Print the part of the article on stroke and dementia prevention starting with "Stroke and dementia are" and going on through "LTC in Germany.", word for word.

** Opening Exercise passage block **

A successful primary-care program designed to prevent stroke and dementia supports the feasibility and effectiveness of such an initiative, reducing a patient’s risk of developing long-term-care (LTC) dependence.
Stroke and dementia are the major causes of LTC dependence in old age, wrote Horst Bickel, PhD, and associates in Journal of the American Heart Association. Their Intervention Project on Cerebrovascular Disease and Dementia in the District of Ebersberg (INVADE) trial compared a multidomain prevention program for stroke and dementia with usual medical care in reducing the need for LTC in Germany.
A total of 3,908 members of a health plan, aged 55 to 102 years (mean age 67.7 years), were the recipients of relatively simple interventions for improving vascular health. For example, they were encouraged to be more physically active, eat more healthfully, quit smoking, and reduce their blood pressure and cholesterol.
Compared with 13,301 patients in a neighboring area who received usual care without the focus on stroke and dementia prevention, significantly fewer new cases of LTC dependence arose in the intervention district than expected during the 5 years after completion of the recruitment phase of the study. The incidence of LTC dependence was reduced by 10% among women and by 9.6% among men. Mortality decreased as well.

** Closing Exercise passage block **
** Opening Given information block **

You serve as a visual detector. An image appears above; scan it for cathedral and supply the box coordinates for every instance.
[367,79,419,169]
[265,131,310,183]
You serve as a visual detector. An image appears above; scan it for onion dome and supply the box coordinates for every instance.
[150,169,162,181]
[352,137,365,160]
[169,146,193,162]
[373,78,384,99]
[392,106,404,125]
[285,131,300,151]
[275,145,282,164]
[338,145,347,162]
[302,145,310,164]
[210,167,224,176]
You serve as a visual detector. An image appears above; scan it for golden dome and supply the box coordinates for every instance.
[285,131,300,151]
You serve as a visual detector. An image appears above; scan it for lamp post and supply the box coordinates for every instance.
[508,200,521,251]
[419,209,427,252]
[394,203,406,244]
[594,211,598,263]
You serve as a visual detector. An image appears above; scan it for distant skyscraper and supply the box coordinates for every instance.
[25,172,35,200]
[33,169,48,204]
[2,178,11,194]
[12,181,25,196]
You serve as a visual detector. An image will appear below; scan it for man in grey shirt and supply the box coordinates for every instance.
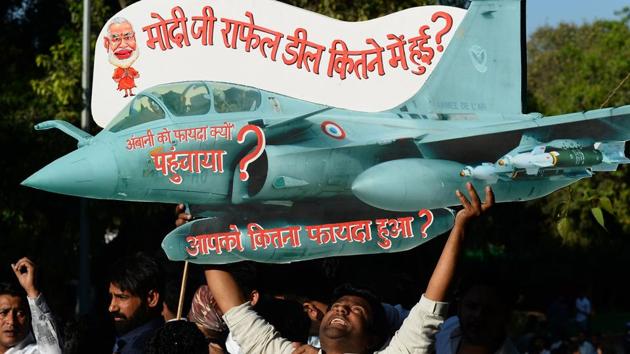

** Closing Given information block **

Output of the exercise:
Stroke and dementia are the major causes of LTC dependence in old age, wrote Horst Bickel, PhD, and associates in Journal of the American Heart Association. Their Intervention Project on Cerebrovascular Disease and Dementia in the District of Ebersberg (INVADE) trial compared a multidomain prevention program for stroke and dementia with usual medical care in reducing the need for LTC in Germany.